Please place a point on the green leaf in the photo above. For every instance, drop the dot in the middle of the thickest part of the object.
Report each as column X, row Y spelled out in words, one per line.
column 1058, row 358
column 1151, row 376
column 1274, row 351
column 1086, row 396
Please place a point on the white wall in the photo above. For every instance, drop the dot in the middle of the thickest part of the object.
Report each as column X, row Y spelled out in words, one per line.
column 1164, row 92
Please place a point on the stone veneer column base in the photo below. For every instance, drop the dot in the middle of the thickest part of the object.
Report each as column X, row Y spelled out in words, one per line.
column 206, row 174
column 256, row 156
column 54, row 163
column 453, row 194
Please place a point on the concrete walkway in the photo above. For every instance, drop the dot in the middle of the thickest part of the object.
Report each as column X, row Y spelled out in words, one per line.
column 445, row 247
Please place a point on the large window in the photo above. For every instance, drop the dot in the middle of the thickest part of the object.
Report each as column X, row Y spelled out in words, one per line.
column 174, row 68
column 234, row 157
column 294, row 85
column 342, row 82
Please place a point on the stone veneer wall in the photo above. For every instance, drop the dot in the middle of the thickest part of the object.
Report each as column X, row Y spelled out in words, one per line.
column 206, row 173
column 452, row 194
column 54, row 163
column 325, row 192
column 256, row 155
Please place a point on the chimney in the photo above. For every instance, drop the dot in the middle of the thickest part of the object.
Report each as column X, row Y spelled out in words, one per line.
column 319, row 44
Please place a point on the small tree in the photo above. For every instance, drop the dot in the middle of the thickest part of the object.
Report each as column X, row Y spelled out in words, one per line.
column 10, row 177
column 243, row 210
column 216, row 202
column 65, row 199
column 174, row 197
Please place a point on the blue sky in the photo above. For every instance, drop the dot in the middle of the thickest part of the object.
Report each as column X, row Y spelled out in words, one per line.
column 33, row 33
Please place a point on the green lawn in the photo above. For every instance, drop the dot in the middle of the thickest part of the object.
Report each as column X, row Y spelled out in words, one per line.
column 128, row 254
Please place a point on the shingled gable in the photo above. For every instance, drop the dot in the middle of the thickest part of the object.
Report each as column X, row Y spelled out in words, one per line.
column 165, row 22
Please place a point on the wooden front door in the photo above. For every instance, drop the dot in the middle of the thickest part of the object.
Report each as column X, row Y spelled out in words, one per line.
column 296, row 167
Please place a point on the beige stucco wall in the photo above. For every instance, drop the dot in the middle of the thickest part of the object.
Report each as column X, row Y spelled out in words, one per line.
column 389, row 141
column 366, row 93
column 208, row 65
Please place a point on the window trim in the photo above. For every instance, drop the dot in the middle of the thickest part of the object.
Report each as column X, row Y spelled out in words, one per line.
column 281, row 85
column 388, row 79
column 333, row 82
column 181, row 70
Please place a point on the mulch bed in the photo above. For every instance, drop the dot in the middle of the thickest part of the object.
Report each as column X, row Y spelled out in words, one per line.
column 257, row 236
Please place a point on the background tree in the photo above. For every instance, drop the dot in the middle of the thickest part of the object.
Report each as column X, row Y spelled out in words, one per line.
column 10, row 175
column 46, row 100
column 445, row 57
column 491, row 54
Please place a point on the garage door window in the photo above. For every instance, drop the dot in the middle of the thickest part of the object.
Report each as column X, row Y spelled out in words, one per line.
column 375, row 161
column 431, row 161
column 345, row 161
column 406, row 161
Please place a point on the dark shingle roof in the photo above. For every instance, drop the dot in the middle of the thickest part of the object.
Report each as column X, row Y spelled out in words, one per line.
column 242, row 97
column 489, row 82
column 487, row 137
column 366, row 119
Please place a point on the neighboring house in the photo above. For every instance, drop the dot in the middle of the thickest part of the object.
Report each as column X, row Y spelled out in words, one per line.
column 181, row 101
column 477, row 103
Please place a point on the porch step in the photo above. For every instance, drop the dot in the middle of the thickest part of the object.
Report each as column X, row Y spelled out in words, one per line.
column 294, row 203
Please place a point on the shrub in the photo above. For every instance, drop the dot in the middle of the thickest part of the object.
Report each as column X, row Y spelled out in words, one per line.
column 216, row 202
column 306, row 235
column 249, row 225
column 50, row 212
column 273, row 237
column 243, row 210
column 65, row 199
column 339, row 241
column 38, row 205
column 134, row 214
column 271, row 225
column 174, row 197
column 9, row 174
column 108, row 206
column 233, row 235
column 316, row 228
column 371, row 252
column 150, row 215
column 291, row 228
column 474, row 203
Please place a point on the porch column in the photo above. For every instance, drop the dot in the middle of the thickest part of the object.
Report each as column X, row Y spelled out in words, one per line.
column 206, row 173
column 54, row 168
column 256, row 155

What the task requires: Rewrite the lines from the one containing "Please place a point on the white" through the one containing "column 1164, row 92", substituting "brick wall" for "white wall" and leaving everything else unchanged.

Right answer:
Please place a point on the brick wall in the photo above. For every instance, drop the dot in the middle of the thickest part of the object.
Report each as column X, row Y spelled out in words, one per line.
column 1164, row 92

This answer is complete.